OBJECTIVE: Copy each of the following items line for line, with no changes.

Entries from a collection:

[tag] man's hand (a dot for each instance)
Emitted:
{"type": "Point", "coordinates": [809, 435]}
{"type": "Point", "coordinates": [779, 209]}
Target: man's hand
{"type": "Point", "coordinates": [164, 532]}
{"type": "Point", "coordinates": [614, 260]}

SOLUTION TO THIS TASK:
[tag] man's hand (a dot for each instance)
Emitted:
{"type": "Point", "coordinates": [809, 435]}
{"type": "Point", "coordinates": [779, 209]}
Target: man's hand
{"type": "Point", "coordinates": [164, 532]}
{"type": "Point", "coordinates": [614, 260]}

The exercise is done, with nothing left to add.